→ **SELECTION**:
______

Amid acquisitions in the network visibility space, notable independent Gigamon is continuing to carve its own path, announcing enhancements this week to its Unified Visibility Fabric, which, the company says, will improve the ability to monitor and manage traffic in increasingly virtualized network environments.
The new features added to the fabric Gigamon Systems LLC announced earlier this year include: adaptive packet filtering beyond Layer 4; subscriber-aware traffic flow sampling; IPv6 de-duplication; and GPRS Tunnelling Protocol (GTP) correlation for mobile broadband networks.
The general aim of these capabilities is to incorporate greater traffic intelligence into network environments where software-defined networking (SDN) and network functions virtualization (NFV) creates the requirement for monitoring information to be communicated between virtual elements and physical testing tool infrastructure, says Huy Nguyen, the company's senior director of product management. (See Gigamon Enhances Traffic Monitoring Fabric and Gigamon Intros Unified Visibility Fabric.)
"To guarantee SLAs, you need visibility into the virtual environment, and a monitoring fabric that sends the right data to the right tools whether it's dealing with physical or virtual network elements," Nguyen says.
At the same time, the migration to higher speeds such as 100G means the variety and volume of traffic moving across networks also is growing. "You've got to be able to manage big data traffic volumes and filter packet content at a deeper level to become session-aware," he adds.
That session awareness can translate to better customer experience management for individual subscribers. Gigamon's GTP correlation app helps accomplish this by filtering and forwarding the encapsulated mobile traffic streams of specific subscriber sessions. The FlowVue application directs samples of that traffic toward the most relevant management tools, while adaptive filtering of packet contents helps carriers to better identify applications and devices associated with specific subscribers.
The growing importance of network visibility with increased traffic intelligence is not lost on the broader sector, which has been consolidating of late. JDSU (Nasdaq: JDSU; Toronto: JDU)'s recent purchase of Network Instruments and Ixia (Nasdaq: XXIA)'s acquisition of Anue Systems last year both nod toward the need for monitoring to keep up with growing network and traffic complexity. Switch and router companies such as Arista Networks Inc. , Cisco Systems Inc. (Nasdaq: CSCO), and Juniper Networks Inc. (NYSE: JNPR) also have stepped up the inherent management capabilities of their own gear. Gigamon has stayed its own course through this landscape, having conducted its IPO in 2012. (See JDSU Acquires Network Instruments, Ixia Pays $145M for Anue Systems, Arista Finds Love for Network Monitoring, and 'Indie' Startup Ready for an IPO.)
"Service providers are currently limited by the capacity of their monitoring tools," says Dominick Cafarelli, Gigamon technology strategist. "There have been so many changes happening on the production side of the network recently that the tools infrastructure can't keep up. A traffic intelligence model allows providers to identify traffic [that enables them] to solve individual subscriber problems at the device level. It can also help them manage and understand how new devices being introduced to the network are performing."
That message appears to be resonating, as Gigamon reported in its third-quarter earnings results last month that it had gained 86 customers during the quarter, and that quarterly revenues had grown 52% year-over-year to $39 million. Since the IPO, Gigamon also has had a leadership change, as CEO and co-founder Ted Ho stepped aside in favor of Paul Hooper (See: Gigamon CEO Steps Down.)

______

→ **DATASET**:
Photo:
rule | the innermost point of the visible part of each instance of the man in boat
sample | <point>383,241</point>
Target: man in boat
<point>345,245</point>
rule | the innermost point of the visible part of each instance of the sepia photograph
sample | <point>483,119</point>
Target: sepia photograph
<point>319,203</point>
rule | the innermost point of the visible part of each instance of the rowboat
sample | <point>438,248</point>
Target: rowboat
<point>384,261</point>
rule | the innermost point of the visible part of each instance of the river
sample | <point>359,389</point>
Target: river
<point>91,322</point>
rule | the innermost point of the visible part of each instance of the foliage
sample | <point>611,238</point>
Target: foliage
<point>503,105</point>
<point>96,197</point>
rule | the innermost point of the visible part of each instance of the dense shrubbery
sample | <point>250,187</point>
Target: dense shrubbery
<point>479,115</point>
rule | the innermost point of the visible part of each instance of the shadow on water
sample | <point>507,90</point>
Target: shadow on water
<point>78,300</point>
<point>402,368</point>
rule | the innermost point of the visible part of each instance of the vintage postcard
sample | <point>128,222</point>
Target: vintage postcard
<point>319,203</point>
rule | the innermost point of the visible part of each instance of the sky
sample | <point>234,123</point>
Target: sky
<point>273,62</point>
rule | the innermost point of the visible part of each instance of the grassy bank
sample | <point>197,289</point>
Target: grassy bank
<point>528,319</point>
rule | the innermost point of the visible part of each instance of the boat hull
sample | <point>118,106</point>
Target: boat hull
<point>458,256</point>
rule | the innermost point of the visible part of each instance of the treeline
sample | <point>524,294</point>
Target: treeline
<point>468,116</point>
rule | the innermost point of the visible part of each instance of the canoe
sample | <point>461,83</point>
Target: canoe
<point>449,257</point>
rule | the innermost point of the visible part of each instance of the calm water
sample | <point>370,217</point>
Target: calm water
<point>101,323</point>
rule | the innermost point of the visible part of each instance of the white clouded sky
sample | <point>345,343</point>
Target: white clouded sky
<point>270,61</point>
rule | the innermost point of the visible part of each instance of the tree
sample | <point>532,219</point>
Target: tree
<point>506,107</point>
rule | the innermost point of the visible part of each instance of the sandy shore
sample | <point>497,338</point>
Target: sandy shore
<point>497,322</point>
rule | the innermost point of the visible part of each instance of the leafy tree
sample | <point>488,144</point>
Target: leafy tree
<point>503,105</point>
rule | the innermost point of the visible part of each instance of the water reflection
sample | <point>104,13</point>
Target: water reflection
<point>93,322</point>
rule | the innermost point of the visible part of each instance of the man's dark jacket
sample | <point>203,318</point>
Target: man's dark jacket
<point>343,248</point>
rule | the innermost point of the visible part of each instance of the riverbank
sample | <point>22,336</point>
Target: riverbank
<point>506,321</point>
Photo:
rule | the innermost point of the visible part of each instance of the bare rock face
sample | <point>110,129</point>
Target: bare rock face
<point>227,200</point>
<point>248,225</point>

______

Using the Gigamon article, please explain why the company built greater traffic intelligence into its fabric for networks using SDN and NFV. Answer in one to three sentences.

SDN and NFV create a need for monitoring information to pass between virtual elements and physical testing tool infrastructure. Guaranteeing SLAs requires visibility into the virtual environment and a monitoring fabric that sends the right data to the right tools, whether the network elements are physical or virtual.